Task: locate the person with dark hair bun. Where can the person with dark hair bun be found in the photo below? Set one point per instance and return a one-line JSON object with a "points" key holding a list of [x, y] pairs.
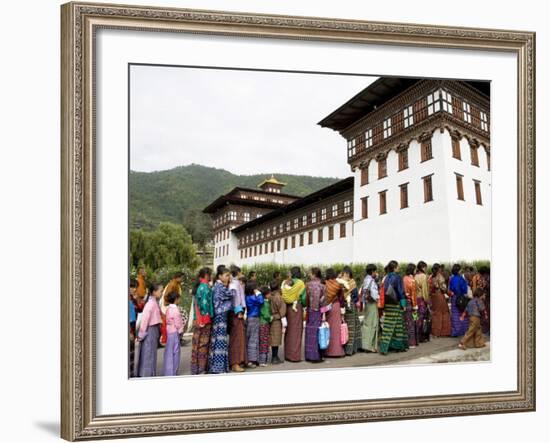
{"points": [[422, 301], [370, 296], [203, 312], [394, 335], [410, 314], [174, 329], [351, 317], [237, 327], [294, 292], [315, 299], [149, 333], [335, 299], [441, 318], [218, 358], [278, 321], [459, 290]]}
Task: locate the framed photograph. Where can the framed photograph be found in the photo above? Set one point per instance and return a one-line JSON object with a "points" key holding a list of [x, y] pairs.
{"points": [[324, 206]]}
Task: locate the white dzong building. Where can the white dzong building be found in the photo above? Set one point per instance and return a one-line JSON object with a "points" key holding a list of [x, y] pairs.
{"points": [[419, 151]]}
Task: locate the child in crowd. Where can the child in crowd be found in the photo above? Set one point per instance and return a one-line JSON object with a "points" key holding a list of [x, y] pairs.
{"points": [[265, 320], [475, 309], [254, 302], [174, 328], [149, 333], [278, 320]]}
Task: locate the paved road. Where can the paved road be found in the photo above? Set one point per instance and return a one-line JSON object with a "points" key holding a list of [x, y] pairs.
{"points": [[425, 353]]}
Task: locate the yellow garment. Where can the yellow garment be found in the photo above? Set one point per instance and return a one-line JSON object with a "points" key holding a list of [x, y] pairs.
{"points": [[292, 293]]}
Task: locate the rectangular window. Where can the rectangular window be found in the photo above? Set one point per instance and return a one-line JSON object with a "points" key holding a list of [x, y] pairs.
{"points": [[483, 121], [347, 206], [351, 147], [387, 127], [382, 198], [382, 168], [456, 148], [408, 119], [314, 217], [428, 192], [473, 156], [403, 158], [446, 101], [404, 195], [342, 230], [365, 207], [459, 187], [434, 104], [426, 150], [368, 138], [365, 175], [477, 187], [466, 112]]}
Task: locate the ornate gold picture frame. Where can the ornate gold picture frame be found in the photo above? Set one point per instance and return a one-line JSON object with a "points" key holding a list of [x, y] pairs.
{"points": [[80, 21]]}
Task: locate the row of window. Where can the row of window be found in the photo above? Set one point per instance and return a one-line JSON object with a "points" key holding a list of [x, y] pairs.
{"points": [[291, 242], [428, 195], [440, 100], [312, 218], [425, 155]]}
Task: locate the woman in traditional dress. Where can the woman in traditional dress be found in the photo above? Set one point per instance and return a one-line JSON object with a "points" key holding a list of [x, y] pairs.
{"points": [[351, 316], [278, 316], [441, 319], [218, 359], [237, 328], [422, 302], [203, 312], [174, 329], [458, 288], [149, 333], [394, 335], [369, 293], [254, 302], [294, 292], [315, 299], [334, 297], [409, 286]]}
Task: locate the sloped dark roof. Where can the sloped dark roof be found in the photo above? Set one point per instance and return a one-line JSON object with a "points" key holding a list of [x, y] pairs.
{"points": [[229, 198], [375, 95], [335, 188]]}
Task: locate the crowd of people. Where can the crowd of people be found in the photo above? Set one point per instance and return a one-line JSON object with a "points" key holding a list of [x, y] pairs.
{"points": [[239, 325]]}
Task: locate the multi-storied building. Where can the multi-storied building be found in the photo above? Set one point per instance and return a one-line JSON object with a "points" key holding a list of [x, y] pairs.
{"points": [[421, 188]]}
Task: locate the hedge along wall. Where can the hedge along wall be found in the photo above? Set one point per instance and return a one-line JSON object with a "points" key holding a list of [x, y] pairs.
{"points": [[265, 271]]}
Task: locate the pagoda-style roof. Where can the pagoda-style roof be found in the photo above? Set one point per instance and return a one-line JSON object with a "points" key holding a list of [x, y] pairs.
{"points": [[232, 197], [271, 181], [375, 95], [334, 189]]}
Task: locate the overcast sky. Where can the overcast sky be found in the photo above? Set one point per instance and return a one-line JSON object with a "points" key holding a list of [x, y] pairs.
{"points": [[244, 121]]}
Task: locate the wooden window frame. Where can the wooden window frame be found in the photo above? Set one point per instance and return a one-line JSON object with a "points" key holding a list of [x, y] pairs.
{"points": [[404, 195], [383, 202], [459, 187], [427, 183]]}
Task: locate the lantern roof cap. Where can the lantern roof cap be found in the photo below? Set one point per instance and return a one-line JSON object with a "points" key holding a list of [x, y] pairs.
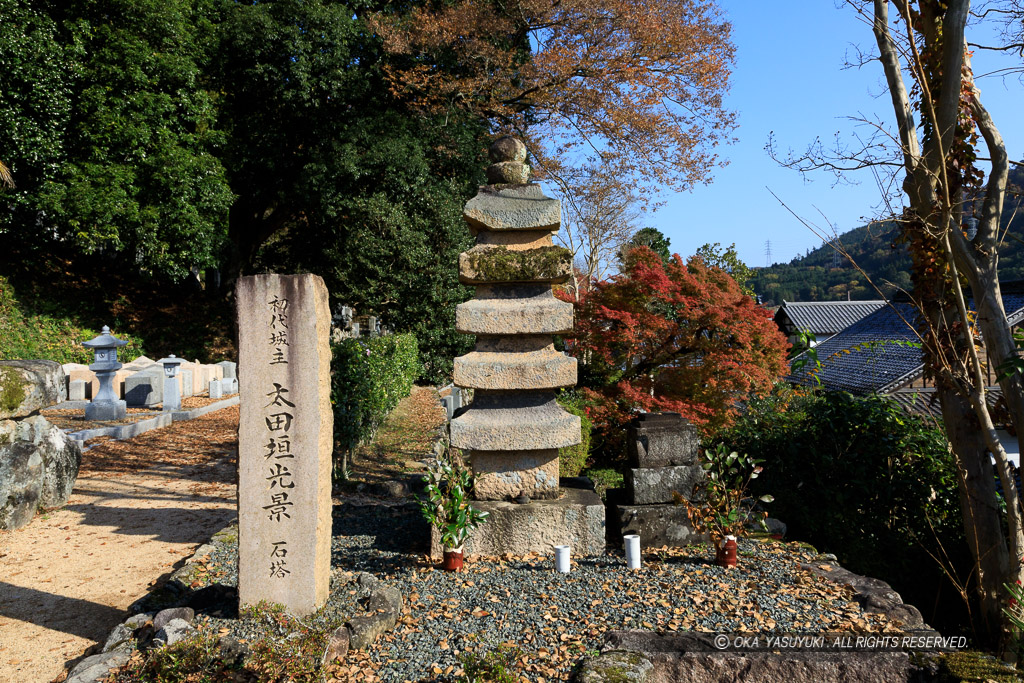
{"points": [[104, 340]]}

----

Beginning at the line with "Task: locate the pagoda-style", reproduce each line exactly through the last line of the records above, with pictures left out.

Task: locate the pagoda-style roof. Where can the pagoda-style roof be found in the photo above? Set one point per instance and return a one-line JSON object with a "points" key holding a list of [x, y] pairs.
{"points": [[232, 197], [271, 181], [375, 95], [334, 189]]}
Task: locate the overcast sky. Where can the overcast sky be found in the photo above? Set one point per instance and return a one-line JSON object with a "points" key holding a list of [x, y] pairs.
{"points": [[244, 121]]}
Task: locate the wooden window frame. Where can the wooden window frame be found in the photo above? Set one point per instance and return a one-line JSON object with a "points" key holding a list of [x, y] pairs.
{"points": [[404, 195], [383, 202], [459, 187], [427, 183]]}
Task: locate the lantern roof cap. Where can the lantern roof cap be found in the photo below? Set one point per instance and return a one-line JSON object with a "points" key holding a list of [x, y] pairs.
{"points": [[104, 340]]}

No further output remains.